**Text excerpt**
··········
In Saudi Arabia, telecom leader stc is using Alloy to deliver sovereign cloud services that meet local data residency and regulatory requirements.
In Japan, Fujitsu uses Oracle Alloy to provide sovereign cloud and AI capabilities tailored to Japanese compliance needs.
In Italy, the Polo Strategico Nazionale (PSN) leverages Alloy as part of its managed public cloud offering to deliver secure and compliant cloud services to public administrations.

Alloy strikes a strong balance: It empowers local ecosystems to run a nationally branded sovereign cloud, keeping control of data and compliance, while Oracle provides the innovation foundation. It is not full independence, but it delivers sovereignty in practice for many use cases.

4) Oracle Compute Cloud@Customer

Oracle Compute Cloud@Customer (C3) is a private cloud appliance that delivers OCI services inside your data center. It is ideal for customers who want cloud elasticity and API compatibility with OCI, but who also need workloads to run locally due to latency, compliance, or data residency requirements.

However, the control plane is still managed by Oracle (in a public OCI region or connected to the EU Sovereign Cloud). This means patching, upgrades, and critical operations are carried out by Oracle teams, even though the infrastructure is located in your facility. Connectivity back to Oracle is also required for normal lifecycle operations.

An additional strength of C3 is its seamless integration with OCI Dedicated Region. Customers can connect their local C3 instances to their Dedicated Region, effectively combining on-premises elasticity with the scale and service catalog of a full cloud region running inside their country. This creates a flexible architecture where workloads can be placed optimally on C3 for local control and performance, or on Dedicated Region for broader cloud capabilities.

Oracle Compute Cloud@Customer key capabilities

This model is a pragmatic compromise. It guarantees data sovereignty by keeping workloads in-country, but governments or regulated organizations don’t need to staff or manage the complexity of lifecycle operations. With the option to connect to a Dedicated Region, C3 also opens the door to a multi-layer sovereign cloud strategy, blending local control with the breadth of a national-scale cloud.

5) Oracle Cloud Isolated Region (OCIR)
··········
**Material provided**

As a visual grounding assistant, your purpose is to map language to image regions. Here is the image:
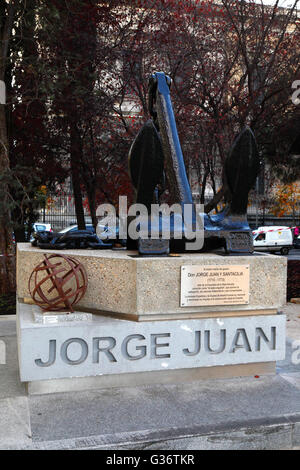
··········
**Exercise requirements**
1) Transcribe the Oracle sovereign cloud passage from "In Japan, Fujitsu" up to and including "to public administrations.".
2) Go on with the Oracle sovereign cloud passage from the point where it stops.

**Responses by task**
1)
In Japan, Fujitsu uses Oracle Alloy to provide sovereign cloud and AI capabilities tailored to Japanese compliance needs.
In Italy, the Polo Strategico Nazionale (PSN) leverages Alloy as part of its managed public cloud offering to deliver secure and compliant cloud services to public administrations.

2)
Oracle Cloud Isolated Region (OCIR) is a specialized deployment model designed for environments that require enhanced security, autonomy, and in-country governance at national or organizational scale. Like a Dedicated Region, it is a full OCI cloud region deployed on-premises, but it is operated in a more restricted and isolated mode, with minimized dependency on Oracle’s global backbone.

Oracle Cloud Isolated Region

Example in practice: Singapore’s Defence Science and Technology Agency (DSTA) has selected OCIR to support the Ministry of Defence (MINDEF) and the Singapore Armed Forces (SAF). The deployment provides an air-gapped, sovereign cloud with high-performance compute and AI capabilities to strengthen C4 (Command, Control, Communications, and Computers) systems. It ensures secure operations, scalability, and rapid decision-making, all within a fully national framework.

OCIR is particularly suited to government ministries, defense, or intelligence organizations that want a nationally hosted cloud hub with strong autonomy, while still retaining the scalability and service richness of a hyperscale platform.

OCIR represents a strategic anchor, providing a sovereign cloud backbone for an entire country or authority that combines national-scale control with the innovation and reliability of Oracle Cloud.

6) Oracle Compute Cloud@Customer Isolated (C3I)

Oracle Compute Cloud@Customer Isolated (C3I) is the solution for organizations that need the highest degree of operational autonomy without running a full sovereign cloud program.

C3I is deployed into a customer’s data center and runs in an air-gapped configuration. The control plane is hosted locally and does not rely on Oracle’s global backbone. This means the customer or the designated authority is in charge of lifecycle operations, updates, and connectivity policies. Oracle provides the technology stack and ensures that the platform can evolve, but operations and control are fully handed to the customer/partner.

Scenario for defense organizations: Imagine a defense ministry operating an Oracle Cloud Isolated Region (OCIR) as its central sovereign cloud hub. Non-sensitive workloads such as HR, logistics, or training could run on regular C3 instances connected to OCIR’s control plane. At the same time, highly sensitive or tactical workloads, such as battlefield data analysis, mission planning, or classified operations, could be deployed on C3I instances. These isolated instances would be managed by local defense teams in the field, operating autonomously even in disconnected or hostile environments. This dual approach allows governments to combine centralized governance through OCIR with operational independence in mission-critical scenarios.

Oracle Compute Cloud@Customer Isolated

C3I represents the pinnacle of autonomy: The ability to maintain full local control for sensitive workloads while integrating into a broader sovereign cloud architecture anchored by OCIR.

Where Do You Stand on the Spectrum?

When thinking about sovereignty, it is essential to recognize that not every organization needs the same level of control. For some, a Dedicated Region is already sovereign enough, as it keeps all data within national borders while still benefiting from Oracle’s global expertise. For others, Alloy provides the right balance of local branding, compliance, and ecosystem building. For governments requiring national-scale autonomy, OCIR acts as a sovereign cloud hub. And for those with the most demanding tactical requirements, C3I ensures full local independence.

So the question remains: What is sovereign enough for you? The answer depends on your data sensitivity, regulatory environment, budget and strategic goals. Oracle has built a portfolio that allows you to choose. The challenge is to define your threshold and then pick the model that aligns with it.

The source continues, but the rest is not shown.